…От его Петра в “Шуте” все были в потрясении. Спектакль в спектакле. Многие критики, даже не очень благосклонные к “Ленкому”, в момент назвали Петра лучшей ролью Янковского. Озорной гротескный антураж, фирменная горинская ирония с перекличками в современность, встающая дыбом сцена от Шейнциса и… капитально сваянный, цельный образ Властителя. Не императора там с картинки или из фильма, “как все привыкли”, — то была роль на прострел, он пригвоздил свою скорбь, отчуждение, грусть, одиночество, переступил через все, чтоб просто и чисто, без стыда взглянуть людям в глаза. Большая, знаете ли, привилегия.
И вот весь подтянутый, с иголочки, в темном френче, он поднимается в лифте к нам, на пятый этаж. По дороге задирает Колю Караченцова, весел был беспредельно. Хотя через секунду серьезнел, этот его мистический взгляд “вглубь”… Тот же Сережа Фролов (напарник Янковского, собственно шут) рассказывал, как поначалу Олега Ивановича очень боялся. Для Фролова-то — первая крупная роль, а тут — мэтр, отец-основатель театра. “Начинаю вот на репетиции текст читать, — Сергей говорит, — а тут он сидит напротив в своей знаменитой позе, закрывая ладонью рот. И смотрит. Не знал, что это его обычное состояние, его специфика, так он на всех глядит…”.

ЗАДАНИЕ A:
Определите, соответствуют ли фрагменту о Янковском утверждения: (i) критики назвали Петра лучшей ролью Янковского; (ii) Янковский поднимался на лифте на пятый этаж; (iii) Сергей Фролов играл в спектакле императора. Для каждого ответьте «да» или «нет» и приведите решающие слова фрагмента дословно.
ЗАДАНИЕ B:
Как, по рассказу Фролова из фрагмента о Янковском, Олег Иванович сидел на репетиции, пока тот читал текст?
ЗАДАНИЕ C:
Продолжите фрагмент о Янковском, начав сразу после его последнего предложения.
Записи взяты из другого источника и с фрагментом о Янковском не связаны.

ИЗВЛЕЧЁННЫЕ ЗАПИСИ:
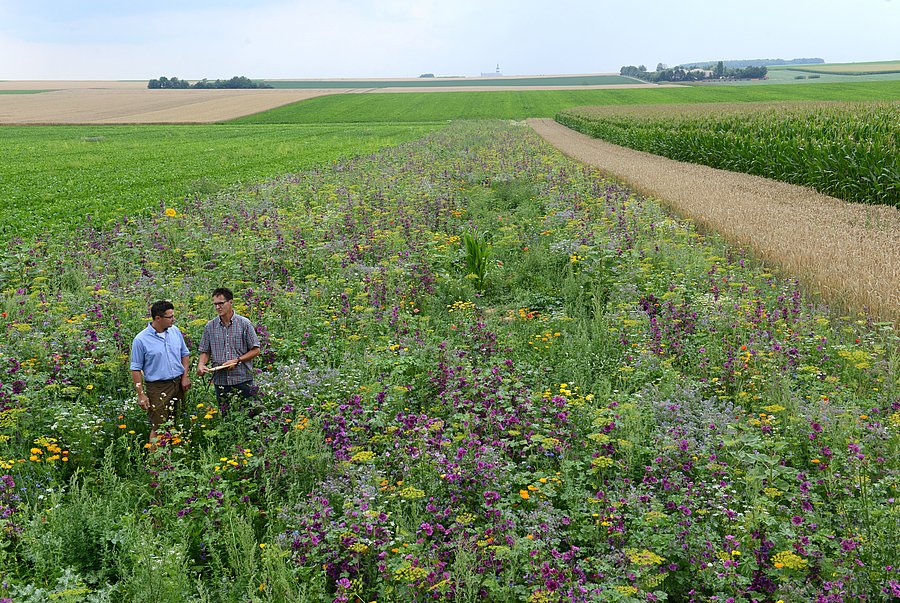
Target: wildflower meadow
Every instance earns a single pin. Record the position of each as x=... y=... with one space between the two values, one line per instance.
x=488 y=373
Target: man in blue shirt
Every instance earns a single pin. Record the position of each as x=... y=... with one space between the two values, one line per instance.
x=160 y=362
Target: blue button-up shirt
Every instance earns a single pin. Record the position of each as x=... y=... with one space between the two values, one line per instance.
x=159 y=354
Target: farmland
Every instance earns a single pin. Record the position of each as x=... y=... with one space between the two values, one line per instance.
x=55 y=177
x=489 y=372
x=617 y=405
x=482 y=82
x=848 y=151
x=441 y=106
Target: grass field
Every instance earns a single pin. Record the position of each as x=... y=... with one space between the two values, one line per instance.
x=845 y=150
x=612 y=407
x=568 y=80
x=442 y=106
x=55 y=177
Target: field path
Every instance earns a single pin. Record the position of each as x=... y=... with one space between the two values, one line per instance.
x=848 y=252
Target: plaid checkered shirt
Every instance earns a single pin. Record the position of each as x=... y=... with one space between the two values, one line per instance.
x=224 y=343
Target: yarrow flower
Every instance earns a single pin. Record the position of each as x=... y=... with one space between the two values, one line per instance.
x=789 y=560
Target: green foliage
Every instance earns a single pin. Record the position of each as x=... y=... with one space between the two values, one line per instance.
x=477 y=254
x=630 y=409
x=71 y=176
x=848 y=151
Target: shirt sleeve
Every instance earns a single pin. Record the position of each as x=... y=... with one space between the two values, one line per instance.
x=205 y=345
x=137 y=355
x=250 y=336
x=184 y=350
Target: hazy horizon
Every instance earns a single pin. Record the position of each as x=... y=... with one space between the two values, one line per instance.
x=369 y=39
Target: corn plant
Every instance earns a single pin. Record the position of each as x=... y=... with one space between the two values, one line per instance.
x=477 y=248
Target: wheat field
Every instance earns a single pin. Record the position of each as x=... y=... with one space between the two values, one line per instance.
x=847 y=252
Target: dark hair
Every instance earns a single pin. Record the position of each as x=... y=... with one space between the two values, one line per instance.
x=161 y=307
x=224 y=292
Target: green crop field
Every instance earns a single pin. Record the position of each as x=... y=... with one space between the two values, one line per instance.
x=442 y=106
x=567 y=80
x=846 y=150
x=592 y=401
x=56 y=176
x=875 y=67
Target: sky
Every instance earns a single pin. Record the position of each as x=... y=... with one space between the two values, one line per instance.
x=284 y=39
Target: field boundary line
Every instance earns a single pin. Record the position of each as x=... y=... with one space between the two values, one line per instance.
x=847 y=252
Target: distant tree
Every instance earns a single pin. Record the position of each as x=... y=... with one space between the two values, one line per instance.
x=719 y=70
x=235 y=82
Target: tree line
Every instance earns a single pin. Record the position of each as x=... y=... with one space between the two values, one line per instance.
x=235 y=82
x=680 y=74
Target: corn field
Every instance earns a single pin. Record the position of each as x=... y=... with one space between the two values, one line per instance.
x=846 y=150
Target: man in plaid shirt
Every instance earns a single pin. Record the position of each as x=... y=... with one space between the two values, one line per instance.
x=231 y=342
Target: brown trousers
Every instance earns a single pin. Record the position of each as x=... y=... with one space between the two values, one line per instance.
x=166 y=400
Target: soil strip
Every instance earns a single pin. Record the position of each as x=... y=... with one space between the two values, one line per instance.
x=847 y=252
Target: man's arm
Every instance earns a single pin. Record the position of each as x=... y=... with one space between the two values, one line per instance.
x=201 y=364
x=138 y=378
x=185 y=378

---

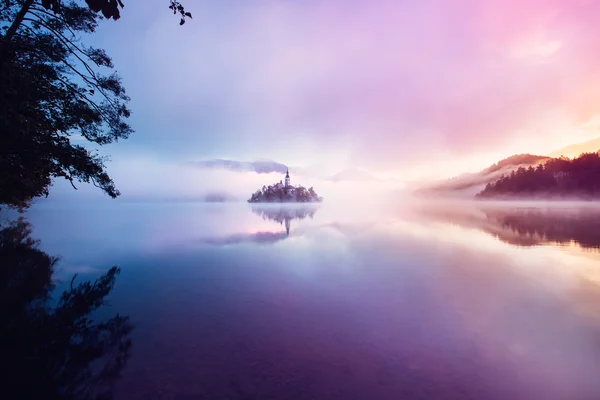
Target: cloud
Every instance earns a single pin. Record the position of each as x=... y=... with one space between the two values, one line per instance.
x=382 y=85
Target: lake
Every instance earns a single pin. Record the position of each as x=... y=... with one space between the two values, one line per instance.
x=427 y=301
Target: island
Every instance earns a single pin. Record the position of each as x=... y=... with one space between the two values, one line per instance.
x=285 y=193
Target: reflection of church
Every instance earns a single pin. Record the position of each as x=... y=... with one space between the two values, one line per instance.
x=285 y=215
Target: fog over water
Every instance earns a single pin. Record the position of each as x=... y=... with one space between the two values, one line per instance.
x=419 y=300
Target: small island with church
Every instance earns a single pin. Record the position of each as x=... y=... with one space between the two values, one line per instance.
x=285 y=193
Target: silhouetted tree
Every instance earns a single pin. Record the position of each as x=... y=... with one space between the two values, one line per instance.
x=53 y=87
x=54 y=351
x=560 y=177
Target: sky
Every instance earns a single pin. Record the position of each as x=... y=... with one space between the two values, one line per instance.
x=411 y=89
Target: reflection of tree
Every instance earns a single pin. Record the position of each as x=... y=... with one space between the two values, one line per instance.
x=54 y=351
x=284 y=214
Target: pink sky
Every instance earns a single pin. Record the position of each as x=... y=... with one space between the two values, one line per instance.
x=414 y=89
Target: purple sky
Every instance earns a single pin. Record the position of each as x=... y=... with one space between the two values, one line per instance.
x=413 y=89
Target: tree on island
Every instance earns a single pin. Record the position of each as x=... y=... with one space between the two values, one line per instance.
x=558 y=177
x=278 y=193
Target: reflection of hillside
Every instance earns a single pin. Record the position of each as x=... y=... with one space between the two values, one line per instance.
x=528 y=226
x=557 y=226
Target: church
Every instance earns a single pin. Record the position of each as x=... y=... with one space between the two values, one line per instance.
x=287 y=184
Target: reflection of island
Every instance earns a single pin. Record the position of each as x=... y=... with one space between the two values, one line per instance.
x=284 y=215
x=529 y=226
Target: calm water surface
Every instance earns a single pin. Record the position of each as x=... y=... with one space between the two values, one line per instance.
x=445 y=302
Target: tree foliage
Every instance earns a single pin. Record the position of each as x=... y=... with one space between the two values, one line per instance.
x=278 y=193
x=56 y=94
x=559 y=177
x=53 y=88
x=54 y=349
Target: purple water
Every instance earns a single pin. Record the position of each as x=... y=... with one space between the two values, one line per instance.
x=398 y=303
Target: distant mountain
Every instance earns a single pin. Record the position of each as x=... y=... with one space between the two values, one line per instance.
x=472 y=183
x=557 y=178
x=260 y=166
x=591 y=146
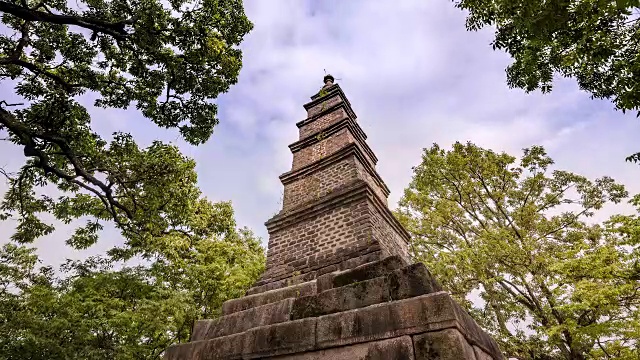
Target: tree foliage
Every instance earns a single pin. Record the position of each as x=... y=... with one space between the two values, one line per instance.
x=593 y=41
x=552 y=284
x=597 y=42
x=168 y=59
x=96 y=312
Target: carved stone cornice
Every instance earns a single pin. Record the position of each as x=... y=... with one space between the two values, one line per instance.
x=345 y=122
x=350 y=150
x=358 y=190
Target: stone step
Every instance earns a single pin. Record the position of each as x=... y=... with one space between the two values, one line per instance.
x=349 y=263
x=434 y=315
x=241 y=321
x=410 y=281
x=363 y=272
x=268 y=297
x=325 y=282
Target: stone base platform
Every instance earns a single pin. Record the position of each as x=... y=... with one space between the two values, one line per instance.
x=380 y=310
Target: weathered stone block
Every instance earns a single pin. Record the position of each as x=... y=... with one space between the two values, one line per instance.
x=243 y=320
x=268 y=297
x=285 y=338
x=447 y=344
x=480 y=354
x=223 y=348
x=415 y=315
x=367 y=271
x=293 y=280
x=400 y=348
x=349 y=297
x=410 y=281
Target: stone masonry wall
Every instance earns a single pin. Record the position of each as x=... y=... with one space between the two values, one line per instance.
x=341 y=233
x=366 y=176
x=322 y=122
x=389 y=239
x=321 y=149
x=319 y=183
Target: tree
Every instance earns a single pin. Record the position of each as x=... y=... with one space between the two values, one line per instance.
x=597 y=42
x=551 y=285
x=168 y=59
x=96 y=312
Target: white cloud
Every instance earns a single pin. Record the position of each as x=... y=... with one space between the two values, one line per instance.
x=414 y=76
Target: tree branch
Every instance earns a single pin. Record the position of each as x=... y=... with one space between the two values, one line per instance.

ПИСЬМЕННЫЙ ОТВЕТ A:
(i) Да: «в момент назвали Петра лучшей ролью Янковского».
(ii) Да: «он поднимается в лифте к нам, на пятый этаж».
(iii) Нет: «Сережа Фролов (напарник Янковского, собственно шут)».

ПИСЬМЕННЫЙ ОТВЕТ B:
Напротив, в своей знаменитой позе, закрывая ладонью рот.

ПИСЬМЕННЫЙ ОТВЕТ C:
Энергия, удаль — в каждом шаге. Всегда был цельным. Не робел. Даже когда не робеть невозможно. Этот его последний выход в “Женитьбе” в роли Жевакина, когда он с Кочкаревым вышучивает свои же похудевшие после процедур ноги, а чего стоит последний монолог вслед уходящей Агафье Тихоновне: “Сударыня, позвольте! Скажите причину: зачем? Почему? Или во мне какой-либо существенный изъян, что ли? Но вот ушла… Престранный случай!”
На сцене один остается, осветитель прибирает свет.
“Темно, чрезвычайно темно! Видно, приходится поворотить оглобли. Пойду домой”. Пауза, подходит к двери. Оборачивается. “А жаль, право жаль. Прощайте”. Последнего слова нет у Гоголя. С шумом стукает дверь. И мгновенные слезы у всех, кто сидит в темном зале с цветами. Месяц-другой, и те же цветы упадут к ленкомовским стенам…
— А в следующий раз за что дадите? — улыбнулся, выходя из “эмкашного” подъезда.
Таким мы его и запомнили.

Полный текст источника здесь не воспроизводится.